— TASK BRIEF —
List every line below that contains the word "labels", matching case exactly.

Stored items
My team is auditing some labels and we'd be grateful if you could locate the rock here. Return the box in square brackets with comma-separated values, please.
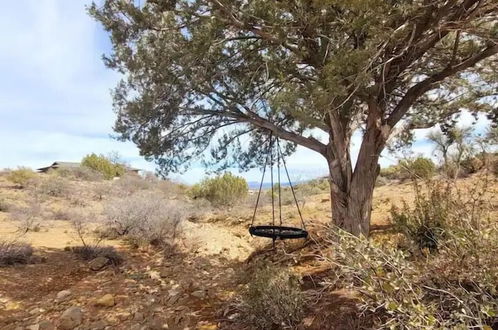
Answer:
[28, 255, 45, 264]
[56, 290, 72, 301]
[5, 301, 21, 311]
[38, 320, 55, 330]
[148, 317, 168, 330]
[191, 290, 207, 299]
[95, 293, 116, 307]
[90, 320, 107, 330]
[88, 257, 109, 271]
[59, 306, 83, 330]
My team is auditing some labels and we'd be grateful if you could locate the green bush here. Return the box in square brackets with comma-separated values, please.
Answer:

— RESULT FOR THIS EXERCISE —
My team is auditing some labels and we'd be grateful if you could locate the rock here. Return the box in square brackets with comma-separated values, please.
My team is auditing some labels and we'd be grateful if you could locate the green bush here. Return the box in square brackets with comma-separated values, please.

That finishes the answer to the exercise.